Excerpt to read:
╔══
Increase tire pressure.

It's a standard technique among high-fuel-economy folks.

We usually put our tires at least at the max sidewall rating; some of us go higher than that. For 4wd Subies, maybe 5-10% higher in front vs. rear tires if that's what your oem spec's say.

 

Below is quoted from

http://www.carbibles.com/tyre_bible_pg2.html

 

For the first two years of our new life in America, I'd take our Subaru for its service, and it would come back with the tyres pumped up to 40psi. Each time, I'd check the door pillar sticker which informed me that they should be 32psi front and 28psi rear, and let the air out to get to those values. Eventually, seeing odd tyre wear and getting fed up of doing this, I asked one of the mechanics "why do you always over-inflate the tyres?" I got a very long and technical response which basically indicated that Subaru are one of the manufacturers who've never really adjusted their recommended tyre pressures in line with new technology. It seems that the numbers they put in their manuals and door stickers are a little out of date. I'm a bit of a skeptic so I researched this on the Internet in some of the Impreza forums and chat rooms and it turns out to be true. So I pumped up the tyres to 40psi front and rear, as the garage had been doing, and as my research indicated. The result, of course, is a much stiffer ride. But the odd tyre wear has gone, and my gas-mileage has changed from a meagre 15.7mpg (U.S) to a slightly more respectable 20.32 mpg (U.S). That's with mostly stop-start in-town driving. Compare that to the official quoted Subaru figures of 21mpg (city) and 27mpg (freeway) and you'll see that by changing the tyre pressures to not match the manual and door sticker, I've basically achieved their quoted figures.
╚══
(Excerpts from a location annotation dataset)
╔══
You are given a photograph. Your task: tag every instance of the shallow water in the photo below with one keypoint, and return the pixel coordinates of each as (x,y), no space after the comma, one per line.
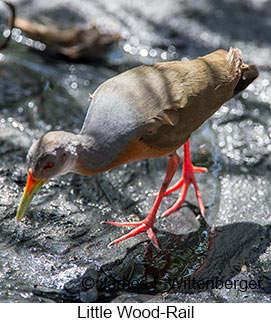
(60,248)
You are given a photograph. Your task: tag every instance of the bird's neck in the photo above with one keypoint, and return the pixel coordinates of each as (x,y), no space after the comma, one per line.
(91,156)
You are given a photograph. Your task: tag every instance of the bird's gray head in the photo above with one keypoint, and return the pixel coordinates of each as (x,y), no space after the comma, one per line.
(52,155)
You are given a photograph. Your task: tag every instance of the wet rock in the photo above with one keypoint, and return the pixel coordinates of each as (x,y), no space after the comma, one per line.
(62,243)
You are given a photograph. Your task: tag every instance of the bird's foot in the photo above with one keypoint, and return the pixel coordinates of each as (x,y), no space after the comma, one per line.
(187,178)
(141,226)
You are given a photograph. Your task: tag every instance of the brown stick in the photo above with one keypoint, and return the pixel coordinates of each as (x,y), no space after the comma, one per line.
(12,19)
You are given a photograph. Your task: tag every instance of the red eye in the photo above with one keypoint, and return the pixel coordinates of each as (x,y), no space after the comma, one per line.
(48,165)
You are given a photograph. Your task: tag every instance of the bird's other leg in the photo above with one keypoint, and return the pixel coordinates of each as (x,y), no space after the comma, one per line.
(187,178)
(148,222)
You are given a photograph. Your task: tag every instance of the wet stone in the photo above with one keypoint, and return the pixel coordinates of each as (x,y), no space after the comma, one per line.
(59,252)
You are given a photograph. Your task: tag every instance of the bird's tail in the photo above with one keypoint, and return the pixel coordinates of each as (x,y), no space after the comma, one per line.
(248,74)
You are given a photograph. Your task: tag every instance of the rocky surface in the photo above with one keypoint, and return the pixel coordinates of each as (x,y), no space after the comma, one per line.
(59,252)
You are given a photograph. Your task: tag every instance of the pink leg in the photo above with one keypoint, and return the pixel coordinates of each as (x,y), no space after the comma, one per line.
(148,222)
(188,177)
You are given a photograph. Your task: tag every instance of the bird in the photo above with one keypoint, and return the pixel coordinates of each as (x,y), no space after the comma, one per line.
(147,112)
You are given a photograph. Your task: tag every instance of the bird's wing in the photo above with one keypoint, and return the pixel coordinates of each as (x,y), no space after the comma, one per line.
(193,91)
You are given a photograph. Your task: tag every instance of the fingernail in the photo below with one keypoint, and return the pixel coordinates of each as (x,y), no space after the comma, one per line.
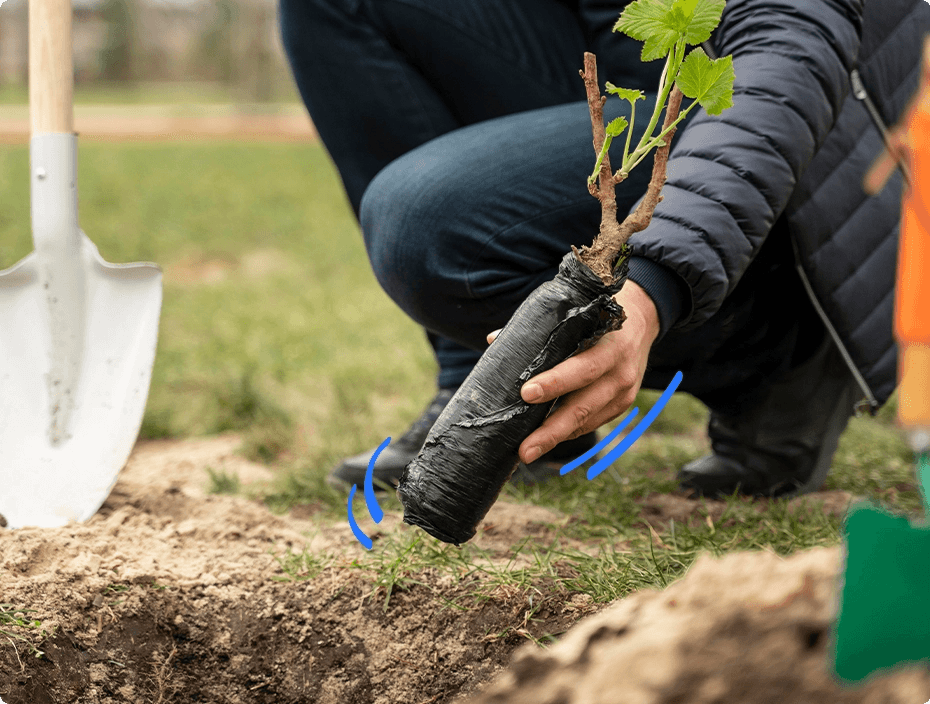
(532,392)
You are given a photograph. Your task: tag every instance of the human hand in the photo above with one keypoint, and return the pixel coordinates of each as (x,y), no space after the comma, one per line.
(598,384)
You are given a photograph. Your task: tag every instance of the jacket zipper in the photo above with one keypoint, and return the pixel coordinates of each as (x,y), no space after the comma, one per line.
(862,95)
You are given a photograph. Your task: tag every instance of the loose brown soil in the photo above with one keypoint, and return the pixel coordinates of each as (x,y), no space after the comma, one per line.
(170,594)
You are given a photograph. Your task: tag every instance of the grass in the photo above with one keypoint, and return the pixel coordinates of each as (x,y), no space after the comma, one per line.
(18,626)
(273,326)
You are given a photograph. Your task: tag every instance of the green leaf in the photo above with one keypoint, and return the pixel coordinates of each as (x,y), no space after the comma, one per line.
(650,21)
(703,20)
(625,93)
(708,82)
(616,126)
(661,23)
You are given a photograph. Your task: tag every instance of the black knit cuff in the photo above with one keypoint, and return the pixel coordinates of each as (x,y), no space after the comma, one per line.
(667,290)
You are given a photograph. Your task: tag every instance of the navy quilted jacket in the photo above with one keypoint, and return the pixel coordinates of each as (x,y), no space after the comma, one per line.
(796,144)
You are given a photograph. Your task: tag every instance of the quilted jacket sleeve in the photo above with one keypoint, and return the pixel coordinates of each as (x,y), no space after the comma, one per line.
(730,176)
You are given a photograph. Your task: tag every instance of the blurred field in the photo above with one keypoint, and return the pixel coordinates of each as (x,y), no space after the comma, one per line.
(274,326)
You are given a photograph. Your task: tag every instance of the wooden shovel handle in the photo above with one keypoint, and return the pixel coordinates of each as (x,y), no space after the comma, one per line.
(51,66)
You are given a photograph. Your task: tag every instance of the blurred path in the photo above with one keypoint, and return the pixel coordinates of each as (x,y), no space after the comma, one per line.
╚══
Problems:
**1.** Sum up the tire pressure text in two sentences.
**2.** Do these statements agree with the tire pressure text? Answer yes or no for each, quoting the words that decide it.
(a) The door pillar sticker gave 32psi for the front tires and 28psi for the rear.
(b) The higher tire pressure made the ride softer.
(c) The improved mileage came mostly from freeway driving.

Task solutions:
**1.** The text recommends raising tire pressure, a standard practice among high-fuel-economy drivers, often to at least the maximum sidewall rating. A quoted account describes a Subaru owner who learned that the recommended pressures were out of date, pumped the tires to 40psi front and rear, and got a stiffer ride, no more odd tire wear, and mileage that rose from 15.7 to 20.32 mpg.

**2.**
(a) Yes: "they should be 32psi front and 28psi rear"
(b) No: "The result, of course, is a much stiffer ride."
(c) No: "That's with mostly stop-start in-town driving."